**WORK REQUEST:** Search the records below for "Exercise. Pick out the black belt". Return that line and all remaining lines exactly.

>>>>>

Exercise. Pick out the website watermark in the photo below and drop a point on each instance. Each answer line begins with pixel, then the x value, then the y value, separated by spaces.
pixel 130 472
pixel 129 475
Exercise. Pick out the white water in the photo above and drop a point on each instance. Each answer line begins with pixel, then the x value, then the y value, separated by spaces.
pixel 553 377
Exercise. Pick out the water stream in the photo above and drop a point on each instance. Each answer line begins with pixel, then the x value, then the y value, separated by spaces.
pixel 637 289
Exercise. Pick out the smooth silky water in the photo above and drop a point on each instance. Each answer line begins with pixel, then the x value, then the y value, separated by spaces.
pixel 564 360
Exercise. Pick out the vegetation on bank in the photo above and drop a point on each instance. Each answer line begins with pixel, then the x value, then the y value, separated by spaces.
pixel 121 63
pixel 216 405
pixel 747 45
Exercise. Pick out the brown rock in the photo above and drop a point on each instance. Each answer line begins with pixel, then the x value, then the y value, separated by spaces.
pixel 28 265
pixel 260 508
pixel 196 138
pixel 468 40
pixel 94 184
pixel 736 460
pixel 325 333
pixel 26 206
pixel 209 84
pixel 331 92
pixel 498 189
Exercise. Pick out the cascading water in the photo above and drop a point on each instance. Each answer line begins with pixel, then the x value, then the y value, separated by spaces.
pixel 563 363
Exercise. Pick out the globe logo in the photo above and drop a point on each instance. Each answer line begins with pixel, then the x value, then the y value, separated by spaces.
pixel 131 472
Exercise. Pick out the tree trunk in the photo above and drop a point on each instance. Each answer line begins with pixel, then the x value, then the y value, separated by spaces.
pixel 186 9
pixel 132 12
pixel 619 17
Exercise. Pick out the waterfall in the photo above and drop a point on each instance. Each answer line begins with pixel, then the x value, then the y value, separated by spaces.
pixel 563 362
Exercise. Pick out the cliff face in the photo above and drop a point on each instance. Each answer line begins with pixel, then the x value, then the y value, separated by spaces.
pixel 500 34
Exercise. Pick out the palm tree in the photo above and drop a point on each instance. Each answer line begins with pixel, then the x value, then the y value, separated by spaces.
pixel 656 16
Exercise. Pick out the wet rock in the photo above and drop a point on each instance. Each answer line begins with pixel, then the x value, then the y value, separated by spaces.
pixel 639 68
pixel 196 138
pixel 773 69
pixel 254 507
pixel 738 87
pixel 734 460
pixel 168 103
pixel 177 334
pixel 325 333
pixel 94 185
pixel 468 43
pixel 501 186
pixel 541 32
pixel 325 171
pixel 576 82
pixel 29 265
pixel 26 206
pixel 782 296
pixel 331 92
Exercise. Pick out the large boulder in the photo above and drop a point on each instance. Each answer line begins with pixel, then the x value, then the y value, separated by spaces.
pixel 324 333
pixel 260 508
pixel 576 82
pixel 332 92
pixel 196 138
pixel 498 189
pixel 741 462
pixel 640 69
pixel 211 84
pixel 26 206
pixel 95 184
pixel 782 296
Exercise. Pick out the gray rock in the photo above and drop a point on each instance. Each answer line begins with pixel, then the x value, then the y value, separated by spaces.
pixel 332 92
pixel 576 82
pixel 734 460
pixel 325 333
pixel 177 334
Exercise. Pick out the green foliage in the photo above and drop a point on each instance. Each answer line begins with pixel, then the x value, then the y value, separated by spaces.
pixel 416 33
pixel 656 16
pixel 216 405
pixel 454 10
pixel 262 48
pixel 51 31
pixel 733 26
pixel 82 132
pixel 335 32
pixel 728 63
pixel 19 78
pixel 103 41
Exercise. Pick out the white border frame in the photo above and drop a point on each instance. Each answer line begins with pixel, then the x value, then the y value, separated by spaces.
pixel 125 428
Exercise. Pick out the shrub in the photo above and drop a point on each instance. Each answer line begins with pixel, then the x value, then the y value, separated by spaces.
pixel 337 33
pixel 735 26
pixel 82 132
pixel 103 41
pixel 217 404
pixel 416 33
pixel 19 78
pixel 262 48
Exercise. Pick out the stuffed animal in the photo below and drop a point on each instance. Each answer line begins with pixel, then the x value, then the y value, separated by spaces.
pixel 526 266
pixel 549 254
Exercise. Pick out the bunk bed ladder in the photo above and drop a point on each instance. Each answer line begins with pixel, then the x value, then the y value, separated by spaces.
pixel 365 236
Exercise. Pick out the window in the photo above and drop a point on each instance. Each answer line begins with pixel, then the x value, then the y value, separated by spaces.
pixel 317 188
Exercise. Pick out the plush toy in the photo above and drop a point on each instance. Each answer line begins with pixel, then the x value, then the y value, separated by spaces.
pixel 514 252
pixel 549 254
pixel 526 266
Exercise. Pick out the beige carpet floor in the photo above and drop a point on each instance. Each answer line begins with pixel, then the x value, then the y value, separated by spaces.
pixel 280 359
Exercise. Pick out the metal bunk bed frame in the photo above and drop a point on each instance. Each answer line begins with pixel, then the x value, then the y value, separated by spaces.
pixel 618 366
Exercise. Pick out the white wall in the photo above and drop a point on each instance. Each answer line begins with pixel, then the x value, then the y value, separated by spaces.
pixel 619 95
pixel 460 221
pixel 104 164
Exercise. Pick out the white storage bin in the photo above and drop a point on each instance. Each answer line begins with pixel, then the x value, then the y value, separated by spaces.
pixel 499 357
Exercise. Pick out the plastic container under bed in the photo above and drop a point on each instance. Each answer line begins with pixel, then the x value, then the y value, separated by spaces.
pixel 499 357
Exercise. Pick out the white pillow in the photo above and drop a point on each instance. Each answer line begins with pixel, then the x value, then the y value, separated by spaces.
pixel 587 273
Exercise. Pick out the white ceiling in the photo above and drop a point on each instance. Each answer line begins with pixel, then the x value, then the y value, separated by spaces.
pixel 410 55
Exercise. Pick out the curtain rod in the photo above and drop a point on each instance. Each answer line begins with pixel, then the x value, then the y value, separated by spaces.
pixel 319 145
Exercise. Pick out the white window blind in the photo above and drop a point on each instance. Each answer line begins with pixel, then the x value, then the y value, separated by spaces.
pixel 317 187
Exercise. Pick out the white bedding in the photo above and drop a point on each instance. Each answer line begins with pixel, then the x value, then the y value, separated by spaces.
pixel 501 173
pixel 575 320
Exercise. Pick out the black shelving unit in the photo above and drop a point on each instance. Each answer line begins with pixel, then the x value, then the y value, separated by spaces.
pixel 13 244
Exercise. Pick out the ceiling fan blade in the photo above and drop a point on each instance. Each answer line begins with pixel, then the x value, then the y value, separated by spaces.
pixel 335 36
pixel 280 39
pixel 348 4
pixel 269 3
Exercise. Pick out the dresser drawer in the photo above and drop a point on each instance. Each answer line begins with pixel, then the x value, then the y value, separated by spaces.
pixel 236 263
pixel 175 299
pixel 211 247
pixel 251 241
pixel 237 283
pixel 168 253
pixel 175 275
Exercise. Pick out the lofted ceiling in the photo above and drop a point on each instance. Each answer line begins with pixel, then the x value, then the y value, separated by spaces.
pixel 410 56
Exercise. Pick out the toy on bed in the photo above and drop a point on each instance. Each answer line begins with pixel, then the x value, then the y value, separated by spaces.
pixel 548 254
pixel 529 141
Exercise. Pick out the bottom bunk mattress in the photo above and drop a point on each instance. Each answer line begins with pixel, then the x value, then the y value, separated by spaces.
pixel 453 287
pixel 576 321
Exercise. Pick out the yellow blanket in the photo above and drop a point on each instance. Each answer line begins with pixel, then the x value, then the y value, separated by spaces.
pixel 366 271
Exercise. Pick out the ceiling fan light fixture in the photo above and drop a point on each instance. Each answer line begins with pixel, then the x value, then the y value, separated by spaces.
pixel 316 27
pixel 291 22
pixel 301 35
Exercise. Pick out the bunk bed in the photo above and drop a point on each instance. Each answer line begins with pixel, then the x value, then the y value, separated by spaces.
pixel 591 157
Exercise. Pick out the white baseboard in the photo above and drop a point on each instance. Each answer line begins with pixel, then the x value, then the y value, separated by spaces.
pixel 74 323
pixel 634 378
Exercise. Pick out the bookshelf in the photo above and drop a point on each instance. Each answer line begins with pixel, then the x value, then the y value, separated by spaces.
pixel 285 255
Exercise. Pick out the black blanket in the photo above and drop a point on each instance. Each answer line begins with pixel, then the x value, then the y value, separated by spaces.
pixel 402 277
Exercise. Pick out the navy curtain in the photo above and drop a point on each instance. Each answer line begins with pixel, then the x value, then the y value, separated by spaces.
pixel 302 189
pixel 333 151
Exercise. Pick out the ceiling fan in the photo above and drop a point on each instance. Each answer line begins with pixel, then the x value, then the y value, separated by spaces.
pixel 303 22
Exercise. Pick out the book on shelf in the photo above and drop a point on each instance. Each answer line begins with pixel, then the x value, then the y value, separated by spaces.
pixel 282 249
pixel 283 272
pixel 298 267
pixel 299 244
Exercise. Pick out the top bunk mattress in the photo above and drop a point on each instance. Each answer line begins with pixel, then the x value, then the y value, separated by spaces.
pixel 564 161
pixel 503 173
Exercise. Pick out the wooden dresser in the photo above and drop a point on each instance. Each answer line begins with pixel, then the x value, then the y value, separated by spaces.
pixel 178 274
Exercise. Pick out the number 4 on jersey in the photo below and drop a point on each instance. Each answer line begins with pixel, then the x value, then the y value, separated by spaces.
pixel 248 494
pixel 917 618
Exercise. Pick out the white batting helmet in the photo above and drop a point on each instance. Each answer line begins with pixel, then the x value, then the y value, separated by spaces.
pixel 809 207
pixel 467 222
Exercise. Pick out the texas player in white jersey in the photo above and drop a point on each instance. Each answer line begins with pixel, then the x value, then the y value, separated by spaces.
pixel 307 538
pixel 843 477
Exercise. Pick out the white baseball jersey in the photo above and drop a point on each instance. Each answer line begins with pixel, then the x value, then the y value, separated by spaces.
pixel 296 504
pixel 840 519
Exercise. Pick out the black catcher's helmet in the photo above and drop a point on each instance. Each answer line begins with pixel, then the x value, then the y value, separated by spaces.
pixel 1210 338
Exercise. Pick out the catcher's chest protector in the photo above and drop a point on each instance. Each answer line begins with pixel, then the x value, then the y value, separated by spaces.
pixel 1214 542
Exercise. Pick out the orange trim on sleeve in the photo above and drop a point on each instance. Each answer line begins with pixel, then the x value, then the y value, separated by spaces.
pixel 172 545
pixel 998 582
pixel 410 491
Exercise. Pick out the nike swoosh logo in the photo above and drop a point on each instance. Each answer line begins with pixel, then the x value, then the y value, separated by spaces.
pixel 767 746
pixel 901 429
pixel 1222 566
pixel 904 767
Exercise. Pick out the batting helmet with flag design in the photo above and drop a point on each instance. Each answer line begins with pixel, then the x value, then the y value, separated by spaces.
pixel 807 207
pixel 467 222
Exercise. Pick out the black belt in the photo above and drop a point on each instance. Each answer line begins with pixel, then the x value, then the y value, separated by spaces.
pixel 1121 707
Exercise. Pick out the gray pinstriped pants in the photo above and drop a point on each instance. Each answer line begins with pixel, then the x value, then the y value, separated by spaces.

<<<<<

**RESULT OF THE EXERCISE:**
Exercise. Pick out the black belt in the photo above and drop a point on each instance. Each answer line begins with pixel, then the x value, then the y value, separated by spaces.
pixel 1121 707
Exercise. Pick out the gray pinstriped pants in the photo above and drop a point on each instance. Each answer line begins with pixel, then the x value, then the y value, separated by spaces.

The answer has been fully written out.